**REQUIREMENT:** Count the lines below that contain the string "roof", treating uppercase and lowercase as different, and reply with the number alone.

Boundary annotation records
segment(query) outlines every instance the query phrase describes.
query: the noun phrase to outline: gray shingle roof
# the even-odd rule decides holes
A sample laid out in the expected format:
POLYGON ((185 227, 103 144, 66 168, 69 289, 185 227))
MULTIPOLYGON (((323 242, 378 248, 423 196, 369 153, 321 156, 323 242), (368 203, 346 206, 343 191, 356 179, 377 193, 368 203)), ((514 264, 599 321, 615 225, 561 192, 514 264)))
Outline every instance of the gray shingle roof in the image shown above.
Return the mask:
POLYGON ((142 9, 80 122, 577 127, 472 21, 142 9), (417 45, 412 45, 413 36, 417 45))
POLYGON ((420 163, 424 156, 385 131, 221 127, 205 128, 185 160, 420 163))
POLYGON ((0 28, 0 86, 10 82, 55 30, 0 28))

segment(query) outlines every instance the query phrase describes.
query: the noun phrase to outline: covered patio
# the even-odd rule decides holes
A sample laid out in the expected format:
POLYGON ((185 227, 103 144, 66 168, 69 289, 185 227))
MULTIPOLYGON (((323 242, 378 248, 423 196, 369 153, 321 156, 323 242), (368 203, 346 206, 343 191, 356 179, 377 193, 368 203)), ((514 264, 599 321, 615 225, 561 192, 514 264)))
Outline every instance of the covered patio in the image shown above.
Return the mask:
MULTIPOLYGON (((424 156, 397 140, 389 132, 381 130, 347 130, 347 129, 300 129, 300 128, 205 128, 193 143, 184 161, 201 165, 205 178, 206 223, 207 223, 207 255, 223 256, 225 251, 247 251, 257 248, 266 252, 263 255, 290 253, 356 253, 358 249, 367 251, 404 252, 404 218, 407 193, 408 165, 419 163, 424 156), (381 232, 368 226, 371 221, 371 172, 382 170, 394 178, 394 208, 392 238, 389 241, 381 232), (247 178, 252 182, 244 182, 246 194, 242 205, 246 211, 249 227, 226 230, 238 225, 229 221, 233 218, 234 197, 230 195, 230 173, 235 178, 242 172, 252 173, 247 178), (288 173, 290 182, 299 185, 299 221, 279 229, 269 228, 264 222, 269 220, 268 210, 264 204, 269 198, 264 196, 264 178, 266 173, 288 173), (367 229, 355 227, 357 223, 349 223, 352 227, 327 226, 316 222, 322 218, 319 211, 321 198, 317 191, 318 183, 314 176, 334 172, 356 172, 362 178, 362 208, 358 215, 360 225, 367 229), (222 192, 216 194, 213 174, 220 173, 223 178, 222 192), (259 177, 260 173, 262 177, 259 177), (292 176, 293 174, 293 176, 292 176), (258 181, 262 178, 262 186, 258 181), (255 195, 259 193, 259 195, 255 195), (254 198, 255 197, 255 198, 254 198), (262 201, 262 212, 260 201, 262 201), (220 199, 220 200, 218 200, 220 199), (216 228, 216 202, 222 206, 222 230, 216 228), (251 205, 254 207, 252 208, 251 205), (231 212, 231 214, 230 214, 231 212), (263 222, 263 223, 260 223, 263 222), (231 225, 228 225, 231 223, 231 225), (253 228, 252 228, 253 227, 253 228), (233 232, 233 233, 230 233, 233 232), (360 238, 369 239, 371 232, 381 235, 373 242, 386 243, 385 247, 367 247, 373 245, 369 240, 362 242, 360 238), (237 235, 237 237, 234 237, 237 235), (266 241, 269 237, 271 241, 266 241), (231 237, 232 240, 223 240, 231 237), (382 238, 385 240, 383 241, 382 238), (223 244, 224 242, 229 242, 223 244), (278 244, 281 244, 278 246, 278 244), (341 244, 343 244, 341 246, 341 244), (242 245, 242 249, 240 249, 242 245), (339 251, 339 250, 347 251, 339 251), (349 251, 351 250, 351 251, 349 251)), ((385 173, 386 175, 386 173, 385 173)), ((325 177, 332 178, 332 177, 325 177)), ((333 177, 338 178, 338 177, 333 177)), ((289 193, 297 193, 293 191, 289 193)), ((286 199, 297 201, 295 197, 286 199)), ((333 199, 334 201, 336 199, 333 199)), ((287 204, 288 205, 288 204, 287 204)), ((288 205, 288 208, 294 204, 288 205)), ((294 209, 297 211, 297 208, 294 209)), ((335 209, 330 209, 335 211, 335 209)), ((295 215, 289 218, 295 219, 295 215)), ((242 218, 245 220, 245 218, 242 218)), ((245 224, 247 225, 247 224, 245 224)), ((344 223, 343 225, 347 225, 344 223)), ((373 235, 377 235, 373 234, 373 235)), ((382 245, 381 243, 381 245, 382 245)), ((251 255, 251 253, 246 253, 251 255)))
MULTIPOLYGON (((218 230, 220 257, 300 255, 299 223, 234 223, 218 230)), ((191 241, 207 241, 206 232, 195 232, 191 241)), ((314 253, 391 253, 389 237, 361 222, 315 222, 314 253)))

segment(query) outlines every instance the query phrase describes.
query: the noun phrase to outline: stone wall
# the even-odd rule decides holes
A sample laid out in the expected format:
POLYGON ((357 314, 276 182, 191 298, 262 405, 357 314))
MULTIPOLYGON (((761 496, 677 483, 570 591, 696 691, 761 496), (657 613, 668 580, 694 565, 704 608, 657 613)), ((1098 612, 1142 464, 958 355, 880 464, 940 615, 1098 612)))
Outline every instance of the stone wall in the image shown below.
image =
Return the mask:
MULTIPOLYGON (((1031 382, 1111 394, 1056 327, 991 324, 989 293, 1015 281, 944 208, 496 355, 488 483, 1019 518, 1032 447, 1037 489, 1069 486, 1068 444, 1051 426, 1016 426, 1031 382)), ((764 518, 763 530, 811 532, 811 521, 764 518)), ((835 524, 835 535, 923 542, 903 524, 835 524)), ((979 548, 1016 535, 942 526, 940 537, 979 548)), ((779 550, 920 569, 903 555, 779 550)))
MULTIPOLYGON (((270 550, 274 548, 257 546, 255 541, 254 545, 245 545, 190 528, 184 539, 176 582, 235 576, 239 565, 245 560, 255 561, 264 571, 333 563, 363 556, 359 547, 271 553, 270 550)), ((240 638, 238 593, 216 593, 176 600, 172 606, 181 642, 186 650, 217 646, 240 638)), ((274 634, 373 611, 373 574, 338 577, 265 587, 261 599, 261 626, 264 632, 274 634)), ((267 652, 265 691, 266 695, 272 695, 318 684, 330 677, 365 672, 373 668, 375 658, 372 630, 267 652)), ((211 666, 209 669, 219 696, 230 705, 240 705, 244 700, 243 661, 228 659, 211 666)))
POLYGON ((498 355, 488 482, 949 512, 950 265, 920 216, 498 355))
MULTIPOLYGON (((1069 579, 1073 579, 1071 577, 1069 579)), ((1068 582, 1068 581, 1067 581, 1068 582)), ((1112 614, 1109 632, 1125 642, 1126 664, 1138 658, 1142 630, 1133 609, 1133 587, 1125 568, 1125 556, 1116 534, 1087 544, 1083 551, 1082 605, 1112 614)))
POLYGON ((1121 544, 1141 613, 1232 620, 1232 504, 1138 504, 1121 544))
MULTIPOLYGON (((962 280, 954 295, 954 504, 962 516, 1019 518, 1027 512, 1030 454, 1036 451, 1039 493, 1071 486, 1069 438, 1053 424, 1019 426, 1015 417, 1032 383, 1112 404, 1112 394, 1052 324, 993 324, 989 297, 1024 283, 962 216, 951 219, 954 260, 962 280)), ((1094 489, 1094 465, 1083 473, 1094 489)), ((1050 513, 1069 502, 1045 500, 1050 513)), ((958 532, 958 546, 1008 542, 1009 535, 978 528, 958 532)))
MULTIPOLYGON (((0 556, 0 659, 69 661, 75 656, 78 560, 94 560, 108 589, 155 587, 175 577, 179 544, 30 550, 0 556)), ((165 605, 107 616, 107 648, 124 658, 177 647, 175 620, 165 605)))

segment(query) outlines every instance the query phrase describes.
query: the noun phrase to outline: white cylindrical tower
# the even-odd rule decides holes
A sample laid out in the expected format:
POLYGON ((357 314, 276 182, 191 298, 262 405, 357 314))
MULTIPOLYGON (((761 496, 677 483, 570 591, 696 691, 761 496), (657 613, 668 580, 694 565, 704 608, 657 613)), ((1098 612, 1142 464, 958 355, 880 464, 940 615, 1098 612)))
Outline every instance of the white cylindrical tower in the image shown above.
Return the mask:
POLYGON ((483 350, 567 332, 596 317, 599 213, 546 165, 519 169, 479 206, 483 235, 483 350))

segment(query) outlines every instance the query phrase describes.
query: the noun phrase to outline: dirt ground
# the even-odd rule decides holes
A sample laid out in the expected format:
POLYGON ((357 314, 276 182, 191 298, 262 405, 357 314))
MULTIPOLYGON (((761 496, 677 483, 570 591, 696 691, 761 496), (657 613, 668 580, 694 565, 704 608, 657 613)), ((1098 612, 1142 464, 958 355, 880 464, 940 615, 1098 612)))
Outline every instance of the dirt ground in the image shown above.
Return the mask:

**FINISHED TASK:** 2